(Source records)
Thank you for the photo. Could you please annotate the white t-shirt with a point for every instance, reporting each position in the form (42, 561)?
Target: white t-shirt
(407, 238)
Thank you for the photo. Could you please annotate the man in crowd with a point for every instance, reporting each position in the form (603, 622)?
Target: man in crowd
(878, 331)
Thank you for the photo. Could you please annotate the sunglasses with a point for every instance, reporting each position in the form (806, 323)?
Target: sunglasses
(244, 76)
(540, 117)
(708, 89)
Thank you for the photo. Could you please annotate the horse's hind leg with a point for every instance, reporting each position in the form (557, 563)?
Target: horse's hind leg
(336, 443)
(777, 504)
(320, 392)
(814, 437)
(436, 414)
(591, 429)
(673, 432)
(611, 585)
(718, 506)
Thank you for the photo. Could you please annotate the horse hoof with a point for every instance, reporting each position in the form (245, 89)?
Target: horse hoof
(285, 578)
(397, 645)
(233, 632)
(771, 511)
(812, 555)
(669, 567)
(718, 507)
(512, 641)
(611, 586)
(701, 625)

---

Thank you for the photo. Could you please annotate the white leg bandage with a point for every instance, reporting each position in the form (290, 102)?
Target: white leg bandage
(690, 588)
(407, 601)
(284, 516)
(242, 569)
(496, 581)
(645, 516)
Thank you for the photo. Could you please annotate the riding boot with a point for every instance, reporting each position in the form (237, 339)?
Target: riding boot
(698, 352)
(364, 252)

#### [WHAT IS BEING ASKED]
Return every line of the data above that contains the string "crowd", copied in full.

#### [CORRECT RESPONSE]
Thank you for the photo. Could you please annotate the man in crowd with a point for every instance, reporting each position in the form (603, 622)?
Target: man in crowd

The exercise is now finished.